#### WORK TO COMPLETE:
All of the data needs to be reproduced with no alterations.

----------------------------------------

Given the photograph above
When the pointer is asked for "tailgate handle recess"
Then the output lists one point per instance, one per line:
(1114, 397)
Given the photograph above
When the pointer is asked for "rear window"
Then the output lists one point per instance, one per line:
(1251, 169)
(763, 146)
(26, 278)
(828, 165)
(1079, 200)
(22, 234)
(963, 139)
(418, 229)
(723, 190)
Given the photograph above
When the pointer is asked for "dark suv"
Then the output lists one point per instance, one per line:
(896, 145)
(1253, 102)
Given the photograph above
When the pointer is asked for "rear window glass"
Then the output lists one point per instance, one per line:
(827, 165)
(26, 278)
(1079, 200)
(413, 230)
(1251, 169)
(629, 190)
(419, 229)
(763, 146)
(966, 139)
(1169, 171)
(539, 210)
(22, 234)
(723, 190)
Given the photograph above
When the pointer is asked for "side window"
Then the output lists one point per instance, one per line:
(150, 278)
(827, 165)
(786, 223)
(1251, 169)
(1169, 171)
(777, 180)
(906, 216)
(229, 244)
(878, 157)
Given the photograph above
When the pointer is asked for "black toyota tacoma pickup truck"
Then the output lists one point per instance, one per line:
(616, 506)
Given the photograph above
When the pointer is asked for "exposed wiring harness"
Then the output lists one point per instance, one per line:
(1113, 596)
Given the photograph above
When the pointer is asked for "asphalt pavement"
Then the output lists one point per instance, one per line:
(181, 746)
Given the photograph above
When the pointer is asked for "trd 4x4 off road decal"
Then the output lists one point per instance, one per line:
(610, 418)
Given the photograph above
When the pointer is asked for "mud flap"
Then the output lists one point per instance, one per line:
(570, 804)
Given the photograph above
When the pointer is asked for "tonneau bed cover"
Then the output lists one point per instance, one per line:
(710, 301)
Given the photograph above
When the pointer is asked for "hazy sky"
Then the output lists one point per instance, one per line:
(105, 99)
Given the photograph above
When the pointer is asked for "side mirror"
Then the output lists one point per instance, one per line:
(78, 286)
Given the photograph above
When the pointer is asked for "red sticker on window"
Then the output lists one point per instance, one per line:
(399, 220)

----------------------------------------

#### OUTPUT OF THE EXERCISE:
Given the photograph above
When the pointer is asked for "tailgate handle recess"
Then the output lists one point per instance, one per line:
(1114, 397)
Given the photograph above
When the pointer is asked for "rear window"
Then the output lists one point per instance, one per line:
(1251, 169)
(763, 146)
(26, 278)
(828, 165)
(1079, 200)
(22, 234)
(963, 139)
(418, 229)
(723, 190)
Given the photograph above
When the pointer is asked for "dark suv"
Then the output lists one point per instance, one per line:
(896, 145)
(1253, 102)
Given the photograph above
When the pointer is asked for "rear window glass"
Then the output lists one point per instance, one per line:
(827, 165)
(26, 278)
(1079, 200)
(413, 230)
(1251, 169)
(629, 190)
(419, 229)
(763, 146)
(966, 139)
(1169, 171)
(539, 210)
(22, 234)
(723, 190)
Given the photograph above
When the pointer is asked for "side window"
Then the output lists one point per instance, one per line:
(150, 278)
(827, 165)
(786, 223)
(1251, 169)
(1169, 171)
(777, 180)
(906, 216)
(229, 244)
(878, 157)
Given the photograph above
When the pointer is asked for "black toyota tacoma pickup truck"
Then the output lists one point per instance, one per line:
(616, 506)
Given the photograph above
When the pointer is asked for "exposed wiring harness"
Then the output lists one point per instance, one per line:
(1113, 596)
Given the photograph above
When the pointer is asked for "asphalt pavement"
Then the output lists one point per instance, one per line:
(181, 746)
Given the photograph above
When the pointer is asked for "trd 4x4 off road decal"
Then the output lists one point per instance, one per line:
(610, 418)
Given the photograph above
When the pointer is asked for "mud flap"
Then the output lists one point per instance, one per line:
(570, 804)
Given the photograph above
When the pointer is asked for "tonneau bed cover"
Then the output lists one point per instance, one per line:
(710, 301)
Given the photograph above
When the pointer is asked for "hazy sky"
Then the output lists one point per instance, one per line:
(105, 99)
Given the photograph above
When the pointer is asked for "side mirror"
Then the output lists one point per instance, one per line:
(78, 286)
Given the photograph above
When the pointer is asked for "red sticker on window"
Then the output lists one point per instance, one per line:
(399, 220)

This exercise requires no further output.